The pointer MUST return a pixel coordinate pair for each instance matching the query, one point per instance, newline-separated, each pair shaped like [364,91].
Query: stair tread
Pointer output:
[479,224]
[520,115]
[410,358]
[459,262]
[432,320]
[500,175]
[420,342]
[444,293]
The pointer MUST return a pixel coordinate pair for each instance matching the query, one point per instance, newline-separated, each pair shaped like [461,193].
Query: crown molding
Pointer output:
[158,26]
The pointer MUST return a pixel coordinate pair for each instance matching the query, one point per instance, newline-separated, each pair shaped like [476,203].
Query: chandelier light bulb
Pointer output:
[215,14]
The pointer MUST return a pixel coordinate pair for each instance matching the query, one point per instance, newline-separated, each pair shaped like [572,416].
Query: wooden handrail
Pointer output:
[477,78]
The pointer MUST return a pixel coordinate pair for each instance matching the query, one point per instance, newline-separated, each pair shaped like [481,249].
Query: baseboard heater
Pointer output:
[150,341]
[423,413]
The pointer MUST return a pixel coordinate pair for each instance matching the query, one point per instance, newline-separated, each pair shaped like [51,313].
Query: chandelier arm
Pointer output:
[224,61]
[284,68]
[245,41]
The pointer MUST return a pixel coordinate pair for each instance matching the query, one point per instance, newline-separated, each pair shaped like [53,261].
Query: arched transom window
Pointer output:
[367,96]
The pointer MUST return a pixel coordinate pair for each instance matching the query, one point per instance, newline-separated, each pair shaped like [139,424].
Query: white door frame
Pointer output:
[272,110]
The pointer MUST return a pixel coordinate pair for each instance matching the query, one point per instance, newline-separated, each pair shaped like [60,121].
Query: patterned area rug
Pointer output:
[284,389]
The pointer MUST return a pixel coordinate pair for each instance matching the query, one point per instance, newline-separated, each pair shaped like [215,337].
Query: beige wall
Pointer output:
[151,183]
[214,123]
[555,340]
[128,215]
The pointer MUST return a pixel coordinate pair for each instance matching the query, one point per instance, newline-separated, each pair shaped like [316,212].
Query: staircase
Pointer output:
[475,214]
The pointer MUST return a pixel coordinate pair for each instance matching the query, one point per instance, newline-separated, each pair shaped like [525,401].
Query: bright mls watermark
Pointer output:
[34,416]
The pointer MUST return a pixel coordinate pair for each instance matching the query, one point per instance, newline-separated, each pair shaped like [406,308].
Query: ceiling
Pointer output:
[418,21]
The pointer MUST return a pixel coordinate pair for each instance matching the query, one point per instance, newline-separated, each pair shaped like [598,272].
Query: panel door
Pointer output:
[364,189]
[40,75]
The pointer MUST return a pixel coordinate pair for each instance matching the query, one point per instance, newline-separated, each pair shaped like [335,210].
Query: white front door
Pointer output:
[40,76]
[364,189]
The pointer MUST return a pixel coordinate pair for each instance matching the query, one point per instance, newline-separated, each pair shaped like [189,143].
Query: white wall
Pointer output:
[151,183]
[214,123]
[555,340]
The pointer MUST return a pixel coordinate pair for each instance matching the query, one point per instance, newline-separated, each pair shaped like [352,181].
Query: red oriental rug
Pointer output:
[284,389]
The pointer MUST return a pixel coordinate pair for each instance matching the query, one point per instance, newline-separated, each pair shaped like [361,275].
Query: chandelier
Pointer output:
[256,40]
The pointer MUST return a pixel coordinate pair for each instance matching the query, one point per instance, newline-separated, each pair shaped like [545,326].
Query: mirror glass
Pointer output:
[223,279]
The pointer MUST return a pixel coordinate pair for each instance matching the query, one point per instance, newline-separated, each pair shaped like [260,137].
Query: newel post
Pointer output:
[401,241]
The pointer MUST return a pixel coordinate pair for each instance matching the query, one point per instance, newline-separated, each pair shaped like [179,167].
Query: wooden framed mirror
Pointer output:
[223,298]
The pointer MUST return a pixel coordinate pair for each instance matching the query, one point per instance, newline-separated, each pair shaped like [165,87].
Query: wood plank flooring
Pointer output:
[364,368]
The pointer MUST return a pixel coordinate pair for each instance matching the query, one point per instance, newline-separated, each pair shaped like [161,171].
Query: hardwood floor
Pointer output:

INSTRUCTIONS TO FOLLOW: What is needed is every line of the records that contains the word "wooden".

SOLUTION BELOW:
Query: wooden handrail
Query: wooden framed mirror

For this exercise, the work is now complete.